- Task directions
Look for "left" in every line of the listing. Copy the lines that have it.

═══ Data ═══

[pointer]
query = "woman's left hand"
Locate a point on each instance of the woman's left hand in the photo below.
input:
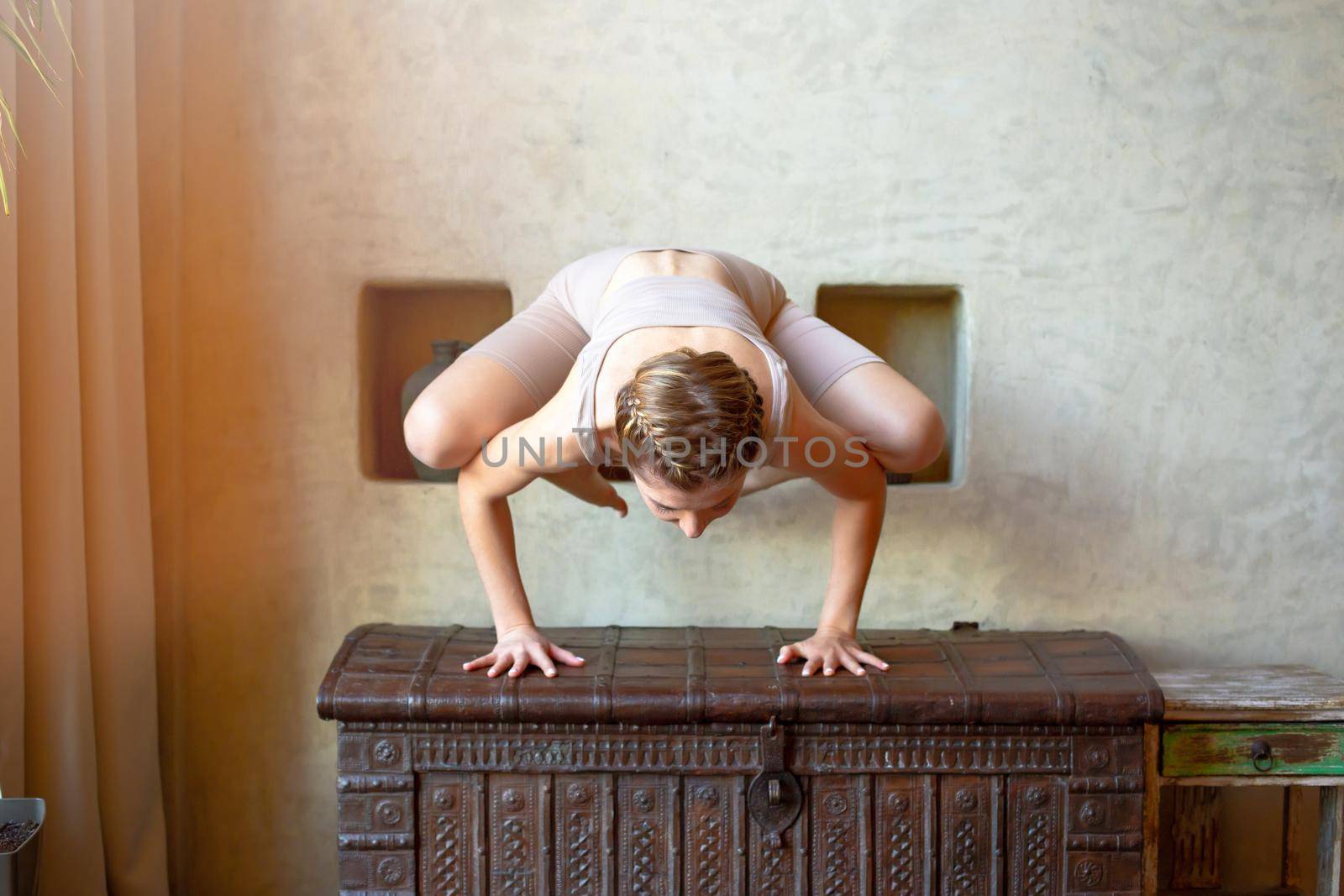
(828, 649)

═══

- Exercise response
query = "woman's left hand"
Locate a point on each instance of the woman's left hand in the photo below.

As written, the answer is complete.